• [EXERCISE AIM]: Can you copy the rows word for word, covering the stretch from the very first line through the line containing "pixel 483 308"?

== DATA LINES

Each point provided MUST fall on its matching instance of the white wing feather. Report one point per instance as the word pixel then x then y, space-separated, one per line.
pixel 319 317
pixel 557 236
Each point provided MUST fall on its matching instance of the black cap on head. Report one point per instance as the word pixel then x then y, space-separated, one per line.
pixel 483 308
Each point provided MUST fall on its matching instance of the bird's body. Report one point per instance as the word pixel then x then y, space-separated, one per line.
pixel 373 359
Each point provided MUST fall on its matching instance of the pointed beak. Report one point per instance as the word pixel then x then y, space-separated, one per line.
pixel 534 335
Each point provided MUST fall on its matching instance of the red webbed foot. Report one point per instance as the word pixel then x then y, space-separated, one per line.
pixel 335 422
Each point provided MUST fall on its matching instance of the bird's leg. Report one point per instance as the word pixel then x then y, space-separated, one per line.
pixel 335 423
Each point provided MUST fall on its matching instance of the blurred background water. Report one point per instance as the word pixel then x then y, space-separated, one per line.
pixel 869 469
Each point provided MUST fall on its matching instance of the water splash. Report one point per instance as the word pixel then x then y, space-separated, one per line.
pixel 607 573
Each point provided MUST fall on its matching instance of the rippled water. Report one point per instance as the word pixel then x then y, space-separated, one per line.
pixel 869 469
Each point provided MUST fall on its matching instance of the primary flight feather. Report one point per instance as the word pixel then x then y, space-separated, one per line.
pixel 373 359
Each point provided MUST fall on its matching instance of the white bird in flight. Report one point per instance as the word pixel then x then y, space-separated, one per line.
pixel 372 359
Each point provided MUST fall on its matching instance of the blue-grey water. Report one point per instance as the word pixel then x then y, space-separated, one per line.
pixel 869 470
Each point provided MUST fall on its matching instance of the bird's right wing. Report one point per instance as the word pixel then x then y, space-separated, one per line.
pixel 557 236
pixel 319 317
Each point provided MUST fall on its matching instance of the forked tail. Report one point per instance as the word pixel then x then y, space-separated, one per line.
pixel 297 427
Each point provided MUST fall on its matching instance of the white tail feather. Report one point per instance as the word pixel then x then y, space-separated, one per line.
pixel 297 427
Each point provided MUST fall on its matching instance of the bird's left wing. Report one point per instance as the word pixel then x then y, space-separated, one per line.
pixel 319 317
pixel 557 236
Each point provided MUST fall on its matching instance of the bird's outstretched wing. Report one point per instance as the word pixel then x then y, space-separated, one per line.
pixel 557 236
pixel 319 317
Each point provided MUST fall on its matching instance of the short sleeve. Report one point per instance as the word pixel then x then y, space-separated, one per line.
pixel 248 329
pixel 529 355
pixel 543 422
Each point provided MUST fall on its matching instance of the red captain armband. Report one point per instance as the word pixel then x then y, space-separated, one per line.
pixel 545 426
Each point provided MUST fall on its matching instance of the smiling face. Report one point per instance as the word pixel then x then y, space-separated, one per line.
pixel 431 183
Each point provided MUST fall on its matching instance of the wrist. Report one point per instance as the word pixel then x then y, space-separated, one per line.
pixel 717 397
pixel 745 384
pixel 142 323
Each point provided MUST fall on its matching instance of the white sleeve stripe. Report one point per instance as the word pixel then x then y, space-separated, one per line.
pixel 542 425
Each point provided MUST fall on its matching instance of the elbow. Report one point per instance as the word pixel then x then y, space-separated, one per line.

====

• [CORRECT ANSWER]:
Each point provided MUST fall on its matching instance of the white wing feather. Report one point per instance as the word pixel then x then y, space-separated, one per line.
pixel 319 317
pixel 557 236
Each point provided MUST fall on its matching instance of the black cap on head. Report one point per instance as the word pixel then x then y, space-separated, one per line.
pixel 483 308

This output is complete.